## Task description
Could you transcribe every record below exactly as written, excluding the pictures?

## Point-per-instance localization data
_____
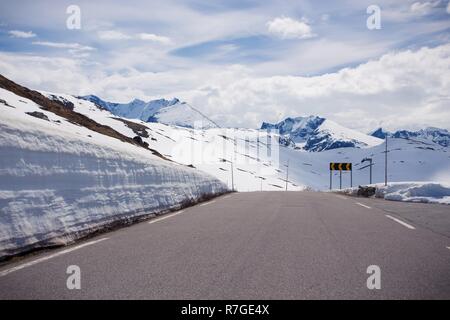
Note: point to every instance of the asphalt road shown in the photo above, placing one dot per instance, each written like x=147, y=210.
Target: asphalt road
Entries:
x=262, y=245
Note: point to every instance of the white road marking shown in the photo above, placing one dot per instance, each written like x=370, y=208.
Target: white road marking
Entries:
x=401, y=222
x=206, y=203
x=166, y=217
x=60, y=253
x=363, y=205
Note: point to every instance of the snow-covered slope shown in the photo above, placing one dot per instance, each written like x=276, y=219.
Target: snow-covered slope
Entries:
x=318, y=134
x=60, y=180
x=170, y=112
x=205, y=149
x=409, y=160
x=423, y=192
x=437, y=135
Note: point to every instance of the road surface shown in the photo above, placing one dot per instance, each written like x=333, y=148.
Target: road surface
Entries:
x=261, y=245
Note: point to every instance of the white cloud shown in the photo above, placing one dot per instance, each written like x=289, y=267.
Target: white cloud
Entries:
x=21, y=34
x=64, y=45
x=405, y=89
x=75, y=49
x=112, y=35
x=287, y=28
x=119, y=35
x=424, y=8
x=154, y=37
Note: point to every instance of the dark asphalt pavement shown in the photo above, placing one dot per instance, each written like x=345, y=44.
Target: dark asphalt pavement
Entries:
x=261, y=245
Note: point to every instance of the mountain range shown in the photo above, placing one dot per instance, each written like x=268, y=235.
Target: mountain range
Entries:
x=169, y=112
x=437, y=135
x=310, y=133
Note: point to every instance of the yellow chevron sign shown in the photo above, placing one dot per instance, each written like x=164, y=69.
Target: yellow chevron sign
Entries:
x=341, y=166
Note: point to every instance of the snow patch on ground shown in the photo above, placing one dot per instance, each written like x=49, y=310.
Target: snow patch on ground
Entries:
x=423, y=192
x=60, y=181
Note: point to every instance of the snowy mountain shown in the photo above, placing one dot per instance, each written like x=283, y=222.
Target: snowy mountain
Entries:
x=314, y=133
x=64, y=175
x=437, y=135
x=170, y=112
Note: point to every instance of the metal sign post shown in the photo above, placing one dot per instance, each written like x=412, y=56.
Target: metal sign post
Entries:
x=341, y=167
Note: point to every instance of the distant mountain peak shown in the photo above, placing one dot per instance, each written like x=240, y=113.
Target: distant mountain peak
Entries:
x=314, y=133
x=171, y=112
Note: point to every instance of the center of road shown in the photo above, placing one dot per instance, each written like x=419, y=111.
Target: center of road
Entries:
x=401, y=222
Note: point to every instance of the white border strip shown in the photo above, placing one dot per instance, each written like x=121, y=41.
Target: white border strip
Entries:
x=363, y=205
x=165, y=217
x=32, y=263
x=401, y=222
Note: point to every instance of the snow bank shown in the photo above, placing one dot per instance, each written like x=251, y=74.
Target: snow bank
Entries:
x=431, y=192
x=60, y=181
x=425, y=192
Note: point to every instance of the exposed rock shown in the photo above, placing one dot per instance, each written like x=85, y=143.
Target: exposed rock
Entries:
x=39, y=115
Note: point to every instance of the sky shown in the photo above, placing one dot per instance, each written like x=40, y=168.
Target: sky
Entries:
x=241, y=62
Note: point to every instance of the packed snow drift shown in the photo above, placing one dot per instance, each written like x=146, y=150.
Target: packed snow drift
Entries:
x=60, y=181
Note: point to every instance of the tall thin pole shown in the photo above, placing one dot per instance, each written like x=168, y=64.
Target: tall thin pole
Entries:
x=351, y=178
x=287, y=174
x=232, y=176
x=331, y=179
x=385, y=164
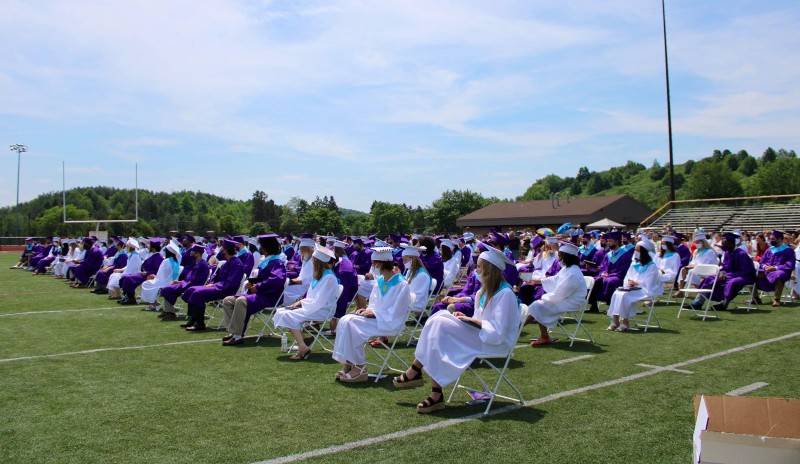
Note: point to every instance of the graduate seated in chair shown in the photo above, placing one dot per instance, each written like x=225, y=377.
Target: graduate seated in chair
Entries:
x=316, y=305
x=449, y=343
x=196, y=277
x=262, y=291
x=88, y=266
x=385, y=315
x=736, y=272
x=226, y=283
x=775, y=268
x=611, y=271
x=117, y=264
x=643, y=280
x=130, y=282
x=168, y=272
x=561, y=292
x=346, y=273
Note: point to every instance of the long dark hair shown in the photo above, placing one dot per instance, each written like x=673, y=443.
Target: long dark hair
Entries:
x=567, y=259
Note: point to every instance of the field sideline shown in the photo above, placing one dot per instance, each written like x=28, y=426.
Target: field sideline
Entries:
x=89, y=381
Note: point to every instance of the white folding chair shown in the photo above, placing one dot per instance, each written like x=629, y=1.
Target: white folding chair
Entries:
x=217, y=306
x=391, y=352
x=651, y=314
x=316, y=327
x=523, y=314
x=577, y=316
x=418, y=316
x=264, y=317
x=702, y=271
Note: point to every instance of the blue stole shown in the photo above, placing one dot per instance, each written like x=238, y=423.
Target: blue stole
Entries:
x=640, y=268
x=384, y=287
x=503, y=285
x=176, y=267
x=266, y=261
x=778, y=249
x=314, y=282
x=614, y=256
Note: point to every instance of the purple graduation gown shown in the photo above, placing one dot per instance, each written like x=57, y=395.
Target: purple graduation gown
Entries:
x=227, y=281
x=604, y=287
x=470, y=289
x=87, y=268
x=362, y=261
x=34, y=261
x=529, y=293
x=781, y=257
x=128, y=283
x=267, y=292
x=120, y=261
x=435, y=267
x=348, y=278
x=739, y=271
x=197, y=276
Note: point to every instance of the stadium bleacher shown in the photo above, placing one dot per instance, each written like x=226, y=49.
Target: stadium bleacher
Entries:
x=751, y=217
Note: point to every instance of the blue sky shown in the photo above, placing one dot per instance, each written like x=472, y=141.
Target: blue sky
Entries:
x=386, y=100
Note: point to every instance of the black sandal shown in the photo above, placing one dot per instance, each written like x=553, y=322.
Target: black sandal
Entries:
x=431, y=405
x=404, y=382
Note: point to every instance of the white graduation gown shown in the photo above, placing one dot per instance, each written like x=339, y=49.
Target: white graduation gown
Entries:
x=541, y=264
x=670, y=264
x=353, y=331
x=315, y=306
x=623, y=304
x=451, y=269
x=448, y=346
x=163, y=278
x=420, y=286
x=702, y=256
x=134, y=266
x=565, y=291
x=296, y=291
x=366, y=287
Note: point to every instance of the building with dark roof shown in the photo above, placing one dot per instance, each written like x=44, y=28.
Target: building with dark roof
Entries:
x=552, y=213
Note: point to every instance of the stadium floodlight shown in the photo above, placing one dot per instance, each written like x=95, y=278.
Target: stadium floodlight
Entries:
x=20, y=149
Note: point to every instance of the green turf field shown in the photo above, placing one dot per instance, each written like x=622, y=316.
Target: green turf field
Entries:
x=165, y=401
_____
## Task response
Note: point to every instance of the asphalt road shown in the photo above, placing one dot per instance, each written like x=147, y=210.
Target: asphalt road
Entries:
x=262, y=245
Note: point to every instance of the white road marking shown in the photo above, placing one dot per instance, each written like x=370, y=208.
Target: white road marking
Entries:
x=401, y=222
x=206, y=203
x=166, y=217
x=60, y=253
x=363, y=205
Note: point to every instance of the snow-covered slope shown in the photo above, placing one dot per instance, each written like x=276, y=219.
Target: snow-covered slope
Entries:
x=318, y=134
x=60, y=180
x=170, y=112
x=205, y=149
x=409, y=160
x=423, y=192
x=437, y=135
Note: point to every instance of the road surface shown in the photo above, placing one dot per instance, each written like x=333, y=148.
Target: road surface
Entries:
x=261, y=245
Note: point to every instance of the white cloud shown in the photo above, placing one dot per instance, each written like x=289, y=267.
Target: white cloud
Entries:
x=21, y=34
x=64, y=45
x=405, y=89
x=75, y=49
x=112, y=35
x=287, y=28
x=119, y=35
x=424, y=8
x=154, y=37
Note: point to every instance of the dark asphalt pavement shown in the photo above, placing one dot per instance, each written like x=345, y=44.
Target: dark asphalt pavement
Entries:
x=261, y=245
Note: point to every instance of the mountain range shown in the photo above, placing one dot per instance, each written like x=268, y=235.
Target: mountain range
Entries:
x=169, y=112
x=437, y=135
x=310, y=133
Note: point to every instance of the yellow chevron sign shown in the photo above, placing one dot per instance, each written like x=164, y=69.
Target: yellow chevron sign
Entries:
x=341, y=166
Note: point to every instance of the snow patch on ground shown in the photo above, placing one dot per instance, each written like x=49, y=310.
Target: snow patch on ground
Entries:
x=423, y=192
x=60, y=181
Note: point to every instance of the snowy mountain shown in the photo above, placing one dot per instance, each written like x=283, y=222.
Target: snowy mountain
Entries:
x=314, y=133
x=64, y=175
x=437, y=135
x=170, y=112
Note: point to every instance of the metal sign post shown in the photo above, placing one dot per instance, each written like x=412, y=56.
Target: metal sign post
Entries:
x=341, y=167
Note: point to every instance of the distant mountain peak shown in the photo above, placing one dot per instance, each written like x=240, y=113.
Target: distant mountain peak
Entries:
x=314, y=133
x=171, y=112
Note: point to every instance of the center of road shown in the photo above, placing one dot per instance, each written like x=419, y=111.
Target: center of road
Entries:
x=401, y=222
Note: point to every instance of the white border strip shown in the photo above, placing one dot per instance, each written like x=121, y=41.
Target: white border strip
Entries:
x=363, y=205
x=165, y=217
x=32, y=263
x=401, y=222
Note: point to every instance of the snow bank shown in the photo above, placing one dot per instance, each written like x=251, y=74.
Target: snow bank
Entries:
x=431, y=192
x=60, y=181
x=425, y=192
Note: point to every instance of the exposed rock shown in the photo above, placing one dot per instance, each written like x=85, y=143.
Target: exposed rock
Entries:
x=39, y=115
Note: point to every instance of the sky shown in the photo above, placing one dot per instance, each written like x=40, y=168.
Target: sky
Entries:
x=241, y=62
Note: point to every instance of the packed snow drift shown in the photo above, placing one dot per instance, each written like x=146, y=150.
Target: packed snow drift
Entries:
x=60, y=181
Note: point to every instance of the tall thin pole shown in the photo above, placing one dot per instance, each written like x=168, y=64.
Target: tall thin pole
Entries:
x=351, y=178
x=287, y=174
x=232, y=176
x=331, y=179
x=385, y=164
Note: point to every instance of the graduate seated in chair shown in the photo above, placing one dot per instance, each written like x=225, y=377.
Target: graduate seated in chair
Entries:
x=316, y=305
x=449, y=343
x=196, y=277
x=262, y=291
x=88, y=266
x=385, y=315
x=736, y=272
x=226, y=283
x=775, y=268
x=611, y=271
x=117, y=264
x=643, y=280
x=130, y=282
x=168, y=272
x=561, y=292
x=346, y=273
Note: point to every instance of the long dark hair shown in the photo above, placing one dot per instance, each written like x=673, y=443.
Target: long dark hair
Entries:
x=567, y=259
Note: point to every instance of the field sideline shown in the photo above, placing one dot per instance, each written like x=28, y=426.
Target: field sideline
Entries:
x=89, y=381
Note: point to every instance of the white folding chair shown in the photo above, placing one dot per instance, each written like x=629, y=1.
Target: white folding chair
Entries:
x=217, y=306
x=391, y=352
x=651, y=314
x=316, y=327
x=523, y=314
x=577, y=316
x=418, y=316
x=264, y=317
x=702, y=271
Note: point to every instance of the blue stole shown in the photo above, placing one dot per instance, each written like x=238, y=423.
Target: blue stole
Entries:
x=640, y=268
x=384, y=287
x=503, y=285
x=176, y=267
x=266, y=261
x=778, y=249
x=314, y=282
x=614, y=256
Note: point to every instance of the purple graduation gown shown in the photo above, placing one dot per instance, each written like x=57, y=395.
Target: purple graduation gown
Entries:
x=227, y=281
x=604, y=287
x=470, y=289
x=87, y=268
x=362, y=261
x=34, y=261
x=529, y=293
x=781, y=257
x=128, y=283
x=267, y=292
x=120, y=261
x=435, y=267
x=348, y=278
x=739, y=271
x=197, y=276
Note: point to every instance of the stadium bleacher shown in the photo above, placing one dot per instance, each written like x=226, y=49.
Target: stadium bleacher
Entries:
x=751, y=217
Note: point to every instance of the blue sky shown in the photo above, placing one dot per instance, each written like x=472, y=141.
Target: blue sky
Entries:
x=386, y=100
Note: point to every instance of the black sandal shown in the photo above, placing one dot per instance, each written like x=553, y=322.
Target: black sandal
Entries:
x=431, y=405
x=404, y=382
Note: point to every instance of the white graduation gown shown in the photo above, placing one dot per instance, each written like x=339, y=49.
Target: white graduation gown
Entries:
x=541, y=264
x=670, y=264
x=353, y=331
x=315, y=306
x=623, y=304
x=451, y=269
x=448, y=346
x=163, y=278
x=420, y=286
x=702, y=256
x=134, y=266
x=565, y=291
x=296, y=291
x=366, y=287
Note: point to every instance of the building with dark roof shown in the photo above, placing one dot per instance, each written like x=44, y=28.
Target: building with dark roof
Entries:
x=552, y=213
Note: point to every instance of the stadium floodlight shown in the photo above, placing one dot per instance, each written like x=95, y=278.
Target: stadium floodlight
Entries:
x=20, y=149
Note: point to every instance of the green turf field shown in the photo above, placing one dot per instance, each written like x=622, y=316.
Target: green turf field
Entries:
x=165, y=401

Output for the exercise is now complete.